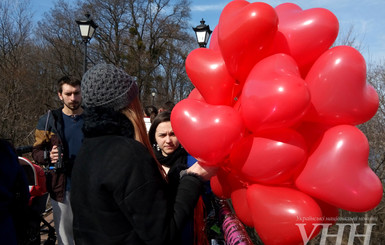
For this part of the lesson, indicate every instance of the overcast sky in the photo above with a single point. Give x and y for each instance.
(367, 17)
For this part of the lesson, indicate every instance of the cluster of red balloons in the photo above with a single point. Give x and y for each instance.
(275, 107)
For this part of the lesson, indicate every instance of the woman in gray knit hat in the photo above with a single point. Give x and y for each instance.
(119, 191)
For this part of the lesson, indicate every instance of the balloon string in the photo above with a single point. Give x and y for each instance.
(233, 229)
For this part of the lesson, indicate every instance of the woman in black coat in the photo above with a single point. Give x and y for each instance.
(119, 191)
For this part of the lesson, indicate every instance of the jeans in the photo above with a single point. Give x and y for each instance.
(62, 216)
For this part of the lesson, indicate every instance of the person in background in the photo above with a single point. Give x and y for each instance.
(167, 106)
(14, 196)
(58, 137)
(150, 112)
(120, 193)
(174, 159)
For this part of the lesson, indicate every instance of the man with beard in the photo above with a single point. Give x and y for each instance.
(58, 138)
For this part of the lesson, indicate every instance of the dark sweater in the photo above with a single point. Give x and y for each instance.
(119, 197)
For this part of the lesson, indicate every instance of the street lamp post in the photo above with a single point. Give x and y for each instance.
(202, 33)
(153, 97)
(87, 29)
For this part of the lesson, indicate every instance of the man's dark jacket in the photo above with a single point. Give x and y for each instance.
(49, 132)
(118, 195)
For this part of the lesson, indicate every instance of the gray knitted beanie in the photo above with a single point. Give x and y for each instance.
(108, 86)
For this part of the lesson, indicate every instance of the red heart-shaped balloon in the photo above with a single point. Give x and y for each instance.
(207, 71)
(304, 34)
(269, 158)
(245, 33)
(337, 172)
(276, 211)
(338, 88)
(225, 182)
(207, 132)
(274, 94)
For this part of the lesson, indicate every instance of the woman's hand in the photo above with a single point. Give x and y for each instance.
(204, 171)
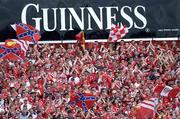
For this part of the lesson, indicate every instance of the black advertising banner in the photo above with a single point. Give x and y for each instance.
(62, 19)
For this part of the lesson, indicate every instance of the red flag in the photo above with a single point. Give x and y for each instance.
(166, 91)
(11, 53)
(23, 45)
(26, 32)
(83, 100)
(146, 109)
(117, 32)
(81, 39)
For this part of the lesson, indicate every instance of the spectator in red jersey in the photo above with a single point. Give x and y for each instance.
(120, 76)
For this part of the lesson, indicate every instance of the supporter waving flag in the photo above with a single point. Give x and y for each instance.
(23, 45)
(81, 39)
(166, 91)
(83, 100)
(117, 32)
(11, 53)
(146, 109)
(26, 32)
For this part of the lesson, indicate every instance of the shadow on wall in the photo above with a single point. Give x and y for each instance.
(53, 35)
(143, 34)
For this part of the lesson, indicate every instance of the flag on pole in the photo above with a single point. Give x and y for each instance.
(10, 53)
(166, 91)
(26, 32)
(117, 32)
(146, 109)
(82, 100)
(23, 45)
(81, 39)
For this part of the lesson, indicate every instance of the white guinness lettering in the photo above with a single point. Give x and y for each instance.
(84, 18)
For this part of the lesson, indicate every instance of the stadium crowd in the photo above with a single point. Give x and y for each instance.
(120, 74)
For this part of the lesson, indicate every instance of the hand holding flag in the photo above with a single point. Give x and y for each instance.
(117, 32)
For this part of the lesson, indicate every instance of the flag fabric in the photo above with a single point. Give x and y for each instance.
(146, 109)
(26, 32)
(81, 39)
(82, 100)
(166, 91)
(10, 53)
(23, 45)
(117, 32)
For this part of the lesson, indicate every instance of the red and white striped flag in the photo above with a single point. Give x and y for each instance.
(24, 45)
(166, 91)
(146, 109)
(117, 32)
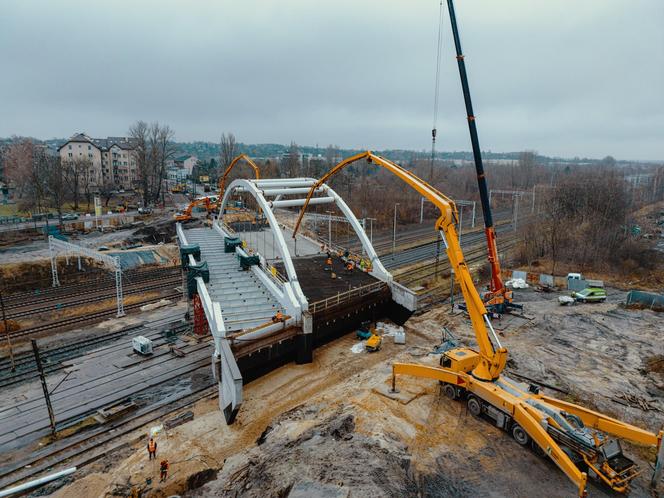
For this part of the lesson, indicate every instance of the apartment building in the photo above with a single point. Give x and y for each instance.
(113, 160)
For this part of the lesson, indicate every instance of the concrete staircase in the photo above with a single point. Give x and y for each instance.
(245, 302)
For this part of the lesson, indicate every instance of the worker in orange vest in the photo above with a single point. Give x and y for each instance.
(152, 449)
(163, 467)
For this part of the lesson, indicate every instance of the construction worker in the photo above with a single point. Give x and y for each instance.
(163, 470)
(152, 449)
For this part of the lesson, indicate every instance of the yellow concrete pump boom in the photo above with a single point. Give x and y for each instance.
(564, 431)
(493, 358)
(222, 181)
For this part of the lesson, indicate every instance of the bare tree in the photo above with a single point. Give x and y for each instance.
(106, 191)
(165, 150)
(227, 149)
(139, 134)
(292, 165)
(26, 173)
(154, 146)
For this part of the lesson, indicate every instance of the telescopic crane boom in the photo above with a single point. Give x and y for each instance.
(499, 297)
(571, 435)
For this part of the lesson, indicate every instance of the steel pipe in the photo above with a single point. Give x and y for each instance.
(300, 202)
(283, 183)
(273, 192)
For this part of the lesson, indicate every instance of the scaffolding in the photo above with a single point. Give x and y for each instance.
(57, 246)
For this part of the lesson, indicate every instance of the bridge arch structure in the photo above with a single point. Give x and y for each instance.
(286, 293)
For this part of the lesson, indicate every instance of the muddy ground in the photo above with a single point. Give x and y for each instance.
(328, 425)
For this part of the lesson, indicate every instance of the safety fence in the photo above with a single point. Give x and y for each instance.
(642, 299)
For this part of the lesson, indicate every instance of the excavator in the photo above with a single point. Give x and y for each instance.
(247, 159)
(577, 439)
(210, 204)
(499, 298)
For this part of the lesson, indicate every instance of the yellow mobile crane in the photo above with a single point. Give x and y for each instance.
(575, 438)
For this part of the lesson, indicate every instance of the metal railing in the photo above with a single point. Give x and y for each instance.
(342, 297)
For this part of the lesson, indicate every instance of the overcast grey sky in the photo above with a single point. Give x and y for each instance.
(563, 77)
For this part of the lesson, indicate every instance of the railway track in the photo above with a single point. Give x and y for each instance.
(52, 357)
(66, 322)
(475, 254)
(83, 288)
(77, 299)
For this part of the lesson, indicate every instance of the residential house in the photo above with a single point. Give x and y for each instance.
(113, 160)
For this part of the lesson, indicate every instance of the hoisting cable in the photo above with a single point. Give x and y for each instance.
(439, 47)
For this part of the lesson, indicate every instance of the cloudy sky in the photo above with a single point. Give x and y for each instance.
(563, 77)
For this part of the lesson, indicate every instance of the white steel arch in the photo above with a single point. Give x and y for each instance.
(265, 189)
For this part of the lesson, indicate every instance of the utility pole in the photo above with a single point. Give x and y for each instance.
(371, 220)
(329, 230)
(47, 397)
(6, 325)
(394, 231)
(421, 210)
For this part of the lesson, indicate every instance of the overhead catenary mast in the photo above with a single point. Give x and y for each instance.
(439, 45)
(499, 296)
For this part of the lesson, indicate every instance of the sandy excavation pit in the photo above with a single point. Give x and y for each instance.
(323, 426)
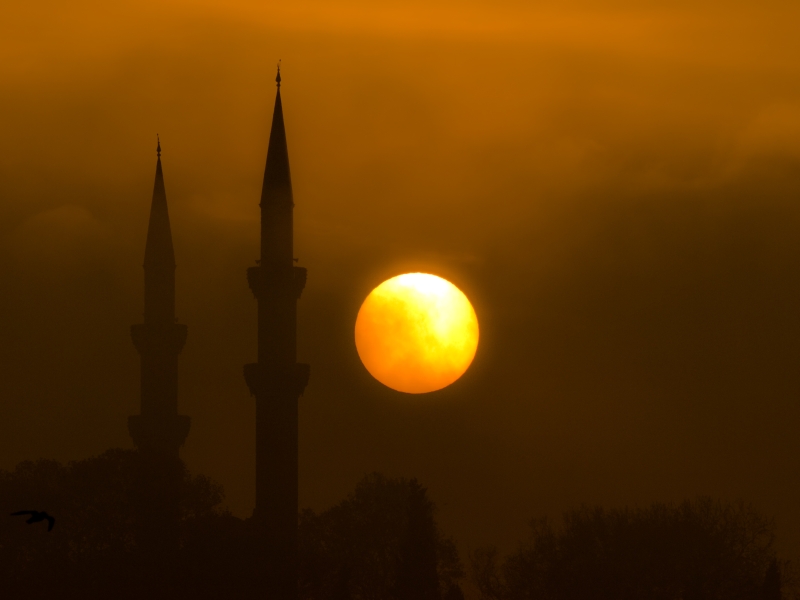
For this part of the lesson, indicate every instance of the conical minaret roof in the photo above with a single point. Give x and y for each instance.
(159, 251)
(277, 179)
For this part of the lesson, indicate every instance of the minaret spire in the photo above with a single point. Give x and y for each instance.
(277, 380)
(159, 340)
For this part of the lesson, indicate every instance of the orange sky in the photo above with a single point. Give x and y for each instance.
(615, 188)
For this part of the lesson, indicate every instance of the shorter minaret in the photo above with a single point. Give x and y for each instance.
(159, 428)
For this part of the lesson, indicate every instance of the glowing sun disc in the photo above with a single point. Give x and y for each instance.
(416, 333)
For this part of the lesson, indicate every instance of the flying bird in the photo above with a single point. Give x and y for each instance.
(36, 517)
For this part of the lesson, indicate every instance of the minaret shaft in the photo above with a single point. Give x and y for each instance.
(277, 380)
(159, 340)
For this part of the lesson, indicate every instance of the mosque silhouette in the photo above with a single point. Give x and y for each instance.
(276, 379)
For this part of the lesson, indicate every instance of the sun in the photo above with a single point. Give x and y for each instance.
(416, 333)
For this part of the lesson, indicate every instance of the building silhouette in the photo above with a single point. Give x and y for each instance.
(158, 431)
(277, 380)
(159, 428)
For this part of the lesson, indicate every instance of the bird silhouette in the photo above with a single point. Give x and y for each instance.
(36, 517)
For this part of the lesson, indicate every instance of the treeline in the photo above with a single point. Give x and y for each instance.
(112, 540)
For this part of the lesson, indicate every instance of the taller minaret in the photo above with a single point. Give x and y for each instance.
(277, 380)
(159, 428)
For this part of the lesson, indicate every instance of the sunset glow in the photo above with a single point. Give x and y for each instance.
(416, 333)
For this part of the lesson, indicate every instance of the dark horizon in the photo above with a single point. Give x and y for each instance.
(615, 189)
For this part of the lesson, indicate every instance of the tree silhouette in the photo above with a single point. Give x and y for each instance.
(694, 551)
(381, 542)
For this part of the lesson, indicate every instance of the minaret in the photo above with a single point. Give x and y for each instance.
(277, 380)
(159, 428)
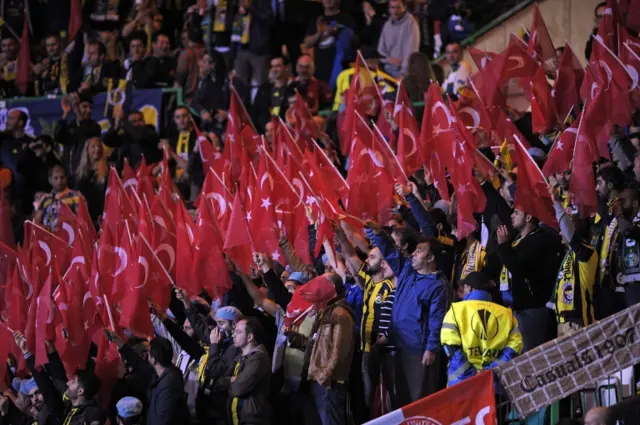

What to do:
Count the lines of the material above that contain the string "hand", matching case exactly, and reply with only that number.

Task solution:
2